• Work instructions:
Extract every row below, from the row containing "of the dark" down to the row containing "x=1019 y=303", both included. Reproduce each one verbatim and include nothing else.

• Provided data:

# # # # # # #

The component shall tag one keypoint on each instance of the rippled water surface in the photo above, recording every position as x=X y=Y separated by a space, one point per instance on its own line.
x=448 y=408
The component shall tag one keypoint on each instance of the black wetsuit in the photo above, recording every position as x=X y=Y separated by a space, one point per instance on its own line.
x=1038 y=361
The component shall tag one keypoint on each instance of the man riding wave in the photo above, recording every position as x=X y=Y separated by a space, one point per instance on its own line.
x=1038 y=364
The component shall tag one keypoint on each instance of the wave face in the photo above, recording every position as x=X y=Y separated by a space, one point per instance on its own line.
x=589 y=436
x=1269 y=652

# # # # # # #

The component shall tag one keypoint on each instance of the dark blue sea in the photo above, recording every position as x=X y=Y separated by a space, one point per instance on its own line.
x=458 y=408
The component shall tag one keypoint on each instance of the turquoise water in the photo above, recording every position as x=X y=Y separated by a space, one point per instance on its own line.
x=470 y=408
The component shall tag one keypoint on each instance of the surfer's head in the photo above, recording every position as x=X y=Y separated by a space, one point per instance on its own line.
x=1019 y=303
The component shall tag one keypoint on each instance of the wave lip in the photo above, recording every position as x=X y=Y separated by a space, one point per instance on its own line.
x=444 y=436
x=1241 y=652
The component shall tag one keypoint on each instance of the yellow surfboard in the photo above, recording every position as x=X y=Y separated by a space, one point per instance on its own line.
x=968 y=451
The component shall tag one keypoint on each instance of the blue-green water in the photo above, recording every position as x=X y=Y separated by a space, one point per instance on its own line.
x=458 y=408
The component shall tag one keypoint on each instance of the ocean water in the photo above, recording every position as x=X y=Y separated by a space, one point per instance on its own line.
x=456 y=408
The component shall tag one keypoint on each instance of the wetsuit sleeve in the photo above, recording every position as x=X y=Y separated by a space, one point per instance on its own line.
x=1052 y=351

# # # # # # #

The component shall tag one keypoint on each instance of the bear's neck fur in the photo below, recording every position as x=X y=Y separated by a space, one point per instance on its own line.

# # # # # # #

• Answer to the task:
The component shall tag one keypoint on each instance of the dark blue sea in the photo above, recording every position as x=X y=Y separated by a space, one point per instance on its own line.
x=458 y=408
The component shall tag one keypoint on each instance of the turquoise water in the photo above, recording every position as x=X y=Y separated by a space, one point per instance on its own line.
x=470 y=408
The component shall tag one keypoint on each instance of the surfer's head in the photo above, recording every position as x=X y=Y separated by a space, one point per instance on its own line.
x=1019 y=303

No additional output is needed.